• Work instruction
Take the entries below and write them out exactly, with each picture removed.

• Records for processing
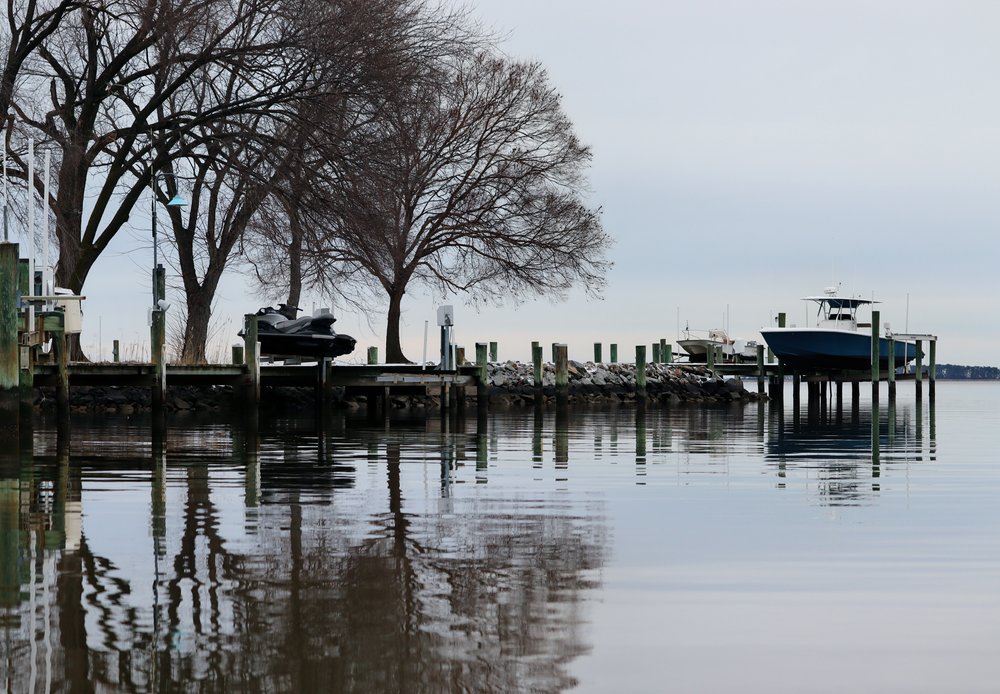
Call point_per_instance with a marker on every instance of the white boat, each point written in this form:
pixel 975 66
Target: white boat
pixel 838 341
pixel 697 343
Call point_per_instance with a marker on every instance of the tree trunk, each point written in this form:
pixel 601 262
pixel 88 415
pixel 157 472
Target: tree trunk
pixel 295 265
pixel 393 350
pixel 199 310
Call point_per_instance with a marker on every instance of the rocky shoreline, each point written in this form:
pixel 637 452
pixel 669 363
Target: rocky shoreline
pixel 511 385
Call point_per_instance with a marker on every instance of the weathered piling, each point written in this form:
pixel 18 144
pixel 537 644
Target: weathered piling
pixel 9 352
pixel 891 375
pixel 919 375
pixel 760 369
pixel 482 375
pixel 640 371
pixel 876 353
pixel 536 361
pixel 932 369
pixel 251 349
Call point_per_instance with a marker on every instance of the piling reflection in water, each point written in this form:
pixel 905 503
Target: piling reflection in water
pixel 328 584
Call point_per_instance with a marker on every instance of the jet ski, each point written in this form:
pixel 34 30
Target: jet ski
pixel 281 334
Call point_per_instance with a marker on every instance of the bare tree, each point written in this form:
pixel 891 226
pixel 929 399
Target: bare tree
pixel 471 182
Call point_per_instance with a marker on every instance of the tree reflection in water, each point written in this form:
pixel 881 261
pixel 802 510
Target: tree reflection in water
pixel 323 586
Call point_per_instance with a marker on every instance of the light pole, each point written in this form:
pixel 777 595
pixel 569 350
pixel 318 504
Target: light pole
pixel 176 201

• Written response
Call point_per_instance with a marker on every instance of the white boat, each point written in this form:
pixel 975 66
Target: white boat
pixel 838 341
pixel 697 343
Call point_per_instance with a marker on every instance of the tree trunk, each point written in this form:
pixel 601 262
pixel 88 415
pixel 157 472
Target: tree trunk
pixel 295 265
pixel 393 350
pixel 199 310
Call point_per_instance with a marker on every instance of the rocky shoreline, each point written in this form:
pixel 637 452
pixel 669 363
Target: rocky shoreline
pixel 511 385
Call point_per_instance with a marker on every instance of the weathered piling, each point written in this form:
pixel 18 144
pixel 537 644
Target: weathered piling
pixel 9 352
pixel 891 375
pixel 919 375
pixel 760 369
pixel 482 375
pixel 640 371
pixel 876 353
pixel 536 361
pixel 932 369
pixel 251 349
Call point_per_instance with a marker on every instance of the piling reflection in water, each point written in this form:
pixel 905 503
Target: piling reflection in water
pixel 328 584
Call point_per_instance with a marker on every instance of the jet ski, each point written in this form:
pixel 34 30
Target: jet ski
pixel 281 334
Call point_per_instance with a marker on every instance of the bare tree, each point written in this form:
pixel 891 226
pixel 929 399
Target: bare tree
pixel 471 182
Call point_per_instance with a marker on every instance of the tree reflection in water, each point written in this form:
pixel 881 261
pixel 802 510
Target: tree reflection in water
pixel 323 586
Call point_per_instance with a marker on every instance of the light pole, each point written in this form:
pixel 777 595
pixel 569 350
pixel 318 504
Target: light pole
pixel 176 201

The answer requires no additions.